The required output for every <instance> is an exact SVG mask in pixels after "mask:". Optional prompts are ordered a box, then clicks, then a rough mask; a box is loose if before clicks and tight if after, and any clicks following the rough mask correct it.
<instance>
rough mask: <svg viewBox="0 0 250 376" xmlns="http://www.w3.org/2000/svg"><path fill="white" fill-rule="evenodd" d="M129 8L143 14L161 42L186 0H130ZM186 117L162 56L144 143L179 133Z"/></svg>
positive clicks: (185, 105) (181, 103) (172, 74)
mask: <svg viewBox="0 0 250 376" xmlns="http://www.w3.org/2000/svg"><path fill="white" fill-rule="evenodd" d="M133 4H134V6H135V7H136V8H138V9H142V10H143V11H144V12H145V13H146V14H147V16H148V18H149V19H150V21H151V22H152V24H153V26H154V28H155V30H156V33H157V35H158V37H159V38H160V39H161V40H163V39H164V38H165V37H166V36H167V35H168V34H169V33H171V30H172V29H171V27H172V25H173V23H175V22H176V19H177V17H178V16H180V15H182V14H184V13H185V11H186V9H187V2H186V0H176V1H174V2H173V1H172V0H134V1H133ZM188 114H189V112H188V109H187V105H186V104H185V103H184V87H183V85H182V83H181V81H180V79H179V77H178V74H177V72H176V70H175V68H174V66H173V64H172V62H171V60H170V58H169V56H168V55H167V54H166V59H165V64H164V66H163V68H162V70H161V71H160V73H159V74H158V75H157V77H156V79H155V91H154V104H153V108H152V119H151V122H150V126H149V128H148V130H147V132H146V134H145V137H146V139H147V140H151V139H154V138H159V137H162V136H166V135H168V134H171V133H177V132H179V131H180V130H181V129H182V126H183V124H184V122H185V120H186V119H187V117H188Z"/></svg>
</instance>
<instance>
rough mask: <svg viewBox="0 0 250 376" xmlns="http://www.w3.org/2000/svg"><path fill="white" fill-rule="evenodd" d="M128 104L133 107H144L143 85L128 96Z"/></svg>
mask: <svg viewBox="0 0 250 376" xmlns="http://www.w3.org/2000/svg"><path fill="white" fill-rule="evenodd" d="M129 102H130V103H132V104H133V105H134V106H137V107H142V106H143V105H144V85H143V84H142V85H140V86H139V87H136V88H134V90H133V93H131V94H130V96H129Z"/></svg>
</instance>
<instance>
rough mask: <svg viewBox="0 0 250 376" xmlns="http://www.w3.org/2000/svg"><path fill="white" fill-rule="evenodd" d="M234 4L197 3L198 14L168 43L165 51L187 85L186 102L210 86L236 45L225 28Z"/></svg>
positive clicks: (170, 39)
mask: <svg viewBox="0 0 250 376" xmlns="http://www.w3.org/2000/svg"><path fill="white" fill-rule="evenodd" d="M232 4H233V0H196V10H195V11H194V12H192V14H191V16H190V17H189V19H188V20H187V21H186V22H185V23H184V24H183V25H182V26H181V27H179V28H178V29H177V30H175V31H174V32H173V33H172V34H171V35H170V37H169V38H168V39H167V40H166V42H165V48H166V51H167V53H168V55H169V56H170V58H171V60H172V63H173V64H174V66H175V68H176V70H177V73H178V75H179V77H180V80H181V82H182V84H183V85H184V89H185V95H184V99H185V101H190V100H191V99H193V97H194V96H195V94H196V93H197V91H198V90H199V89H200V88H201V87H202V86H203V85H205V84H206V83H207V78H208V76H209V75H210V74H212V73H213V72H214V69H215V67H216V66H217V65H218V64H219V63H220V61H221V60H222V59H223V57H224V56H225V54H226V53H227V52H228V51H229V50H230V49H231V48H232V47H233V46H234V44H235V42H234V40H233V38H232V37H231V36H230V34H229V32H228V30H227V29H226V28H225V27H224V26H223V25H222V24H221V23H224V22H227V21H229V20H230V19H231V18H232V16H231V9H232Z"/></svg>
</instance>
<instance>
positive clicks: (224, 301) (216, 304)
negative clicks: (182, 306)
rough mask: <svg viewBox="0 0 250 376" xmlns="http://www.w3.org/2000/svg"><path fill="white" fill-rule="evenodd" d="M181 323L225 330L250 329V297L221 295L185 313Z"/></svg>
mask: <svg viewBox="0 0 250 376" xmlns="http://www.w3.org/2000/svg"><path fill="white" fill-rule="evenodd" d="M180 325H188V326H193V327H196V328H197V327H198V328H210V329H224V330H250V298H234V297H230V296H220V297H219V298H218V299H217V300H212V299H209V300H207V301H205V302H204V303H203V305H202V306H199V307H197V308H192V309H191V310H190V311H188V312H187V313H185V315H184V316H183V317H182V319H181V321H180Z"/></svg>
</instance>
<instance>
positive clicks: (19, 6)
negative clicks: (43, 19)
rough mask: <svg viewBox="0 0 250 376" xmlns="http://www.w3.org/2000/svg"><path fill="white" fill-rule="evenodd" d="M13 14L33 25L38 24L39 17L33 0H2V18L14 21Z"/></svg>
* * * * * * * * *
Copy out every line of the records above, character for character, with nothing added, dropped, or changed.

RESULT FOR THIS EXERCISE ->
The required output for every <instance> is an exact SVG mask in pixels after "mask:". Optional prompts are ordered a box, then clicks, then a rough mask; a box is loose if before clicks and tight if after, and any clicks following the rough mask correct it.
<instance>
rough mask: <svg viewBox="0 0 250 376" xmlns="http://www.w3.org/2000/svg"><path fill="white" fill-rule="evenodd" d="M129 8L143 14L161 42L186 0H130ZM186 117L162 56L144 143L179 133Z"/></svg>
positive clicks: (185, 105) (181, 103) (172, 74)
mask: <svg viewBox="0 0 250 376" xmlns="http://www.w3.org/2000/svg"><path fill="white" fill-rule="evenodd" d="M133 4H134V6H135V7H136V8H138V9H142V10H143V11H144V12H145V13H146V14H147V16H148V18H149V19H150V21H151V22H152V24H153V26H154V28H155V30H156V33H157V35H158V37H159V38H160V39H161V40H163V39H164V38H165V37H166V36H167V35H168V34H169V33H171V30H172V29H171V27H172V25H173V23H175V22H176V19H177V17H178V16H180V15H182V14H184V13H185V11H186V9H187V2H186V0H176V1H174V2H173V1H172V0H134V1H133ZM188 114H189V112H188V109H187V105H186V104H185V103H184V87H183V85H182V83H181V81H180V79H179V77H178V74H177V72H176V70H175V68H174V66H173V64H172V62H171V60H170V58H169V56H168V55H167V54H166V59H165V64H164V66H163V68H162V70H161V71H160V73H159V74H158V75H157V77H156V79H155V91H154V104H153V108H152V119H151V122H150V126H149V128H148V130H147V132H146V134H145V137H146V139H147V140H151V139H154V138H159V137H162V136H166V135H168V134H171V133H177V132H179V131H180V130H181V129H182V126H183V124H184V122H185V120H186V119H187V117H188Z"/></svg>
</instance>
<instance>
rough mask: <svg viewBox="0 0 250 376" xmlns="http://www.w3.org/2000/svg"><path fill="white" fill-rule="evenodd" d="M128 104L133 107H144L143 85L128 96Z"/></svg>
mask: <svg viewBox="0 0 250 376" xmlns="http://www.w3.org/2000/svg"><path fill="white" fill-rule="evenodd" d="M129 102H130V103H132V104H133V105H134V106H137V107H142V106H143V105H144V85H143V84H142V85H140V86H139V87H136V88H134V90H133V93H131V94H130V96H129Z"/></svg>
</instance>
<instance>
rough mask: <svg viewBox="0 0 250 376" xmlns="http://www.w3.org/2000/svg"><path fill="white" fill-rule="evenodd" d="M234 4L197 3L198 14L168 43L165 51L187 85L186 102L210 86L236 45L225 28Z"/></svg>
positive clicks: (170, 39)
mask: <svg viewBox="0 0 250 376" xmlns="http://www.w3.org/2000/svg"><path fill="white" fill-rule="evenodd" d="M232 4H233V0H196V10H195V11H194V12H192V14H191V16H190V17H189V19H188V20H187V21H186V22H185V23H184V24H183V25H182V26H181V27H179V28H178V29H177V30H175V31H174V32H173V33H172V34H171V35H170V37H169V38H168V39H167V40H166V42H165V48H166V51H167V53H168V55H169V56H170V58H171V60H172V63H173V64H174V66H175V68H176V70H177V73H178V75H179V77H180V80H181V82H182V84H183V85H184V89H185V95H184V99H185V101H190V100H191V99H193V97H194V96H195V94H196V93H197V91H198V90H199V89H200V88H201V87H202V86H203V85H205V84H206V83H207V78H208V76H209V75H210V74H212V73H213V72H214V69H215V67H216V66H217V65H218V64H219V63H220V61H221V60H222V59H223V57H224V56H225V54H226V53H227V52H228V51H229V50H230V49H231V48H232V47H233V46H234V44H235V42H234V40H233V38H232V37H231V36H230V34H229V32H228V30H227V29H226V28H225V27H224V26H223V25H222V24H221V23H224V22H227V21H229V20H230V19H231V18H232V16H231V9H232Z"/></svg>
</instance>
<instance>
positive clicks: (224, 301) (216, 304)
negative clicks: (182, 306)
rough mask: <svg viewBox="0 0 250 376" xmlns="http://www.w3.org/2000/svg"><path fill="white" fill-rule="evenodd" d="M181 323L225 330L250 329V297L221 295L185 313Z"/></svg>
mask: <svg viewBox="0 0 250 376" xmlns="http://www.w3.org/2000/svg"><path fill="white" fill-rule="evenodd" d="M180 325H188V326H193V327H196V328H197V327H198V328H210V329H224V330H250V298H234V297H230V296H220V297H219V298H218V299H217V300H212V299H209V300H207V301H205V302H204V303H203V305H202V306H199V307H197V308H192V309H191V310H190V311H188V312H187V313H185V315H184V316H183V317H182V319H181V321H180Z"/></svg>
</instance>
<instance>
positive clicks: (19, 6)
negative clicks: (43, 19)
rough mask: <svg viewBox="0 0 250 376" xmlns="http://www.w3.org/2000/svg"><path fill="white" fill-rule="evenodd" d="M13 14L33 25L38 24L39 17L33 0H2V18L14 21Z"/></svg>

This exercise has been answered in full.